The combination of pepsin and α-chymotrypsin is considered as the most effective combination of enzymes used for the reduction of allergenicity and act by a selective proteolysis of both allergens α-La (Bos d4) and β-Lg (Bos d5) with a degree of hydrolysis of 1–20% and depending and incubation time [58].

An innovative technique of preparing hypoallergenic formulae for newborns involves the combination of hydrolysates and probiotics, which reduces allergic symptoms. Probiotics, including Lactococcus lactis, Lactobacillus rhamnosus and Bifidobacterium lactis significantly reduced the severity of atopic dermatitis in breast-fed infants after 2 months of treatment. Indeed, probiotics probably participate in mucosal degradation of macromolecules, leading to reduced allergenicity of milk proteins [25, 67, 68, 69].

### Recorded information
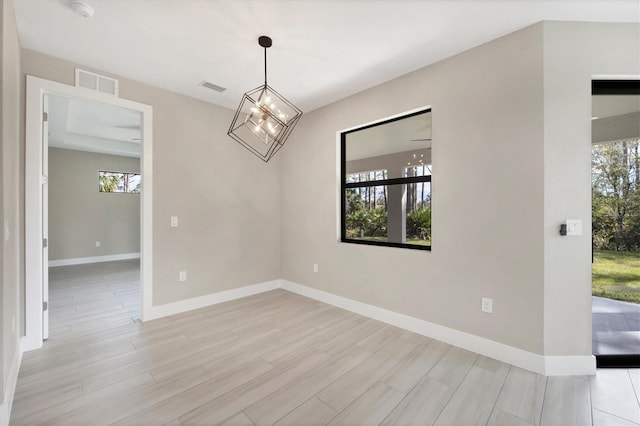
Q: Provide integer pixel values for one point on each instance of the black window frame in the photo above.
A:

### Problem statement
In the passage on reducing milk allergenicity, rewrite the part from "The combination of pepsin" up to and including "67, 68, 69].", replacing "allergenicity" with "allergic potential" wherever it occurs.

### Your response
The combination of pepsin and α-chymotrypsin is considered as the most effective combination of enzymes used for the reduction of allergic potential and act by a selective proteolysis of both allergens α-La (Bos d4) and β-Lg (Bos d5) with a degree of hydrolysis of 1–20% and depending and incubation time [58].

An innovative technique of preparing hypoallergenic formulae for newborns involves the combination of hydrolysates and probiotics, which reduces allergic symptoms. Probiotics, including Lactococcus lactis, Lactobacillus rhamnosus and Bifidobacterium lactis significantly reduced the severity of atopic dermatitis in breast-fed infants after 2 months of treatment. Indeed, probiotics probably participate in mucosal degradation of macromolecules, leading to reduced allergic potential of milk proteins [25, 67, 68, 69].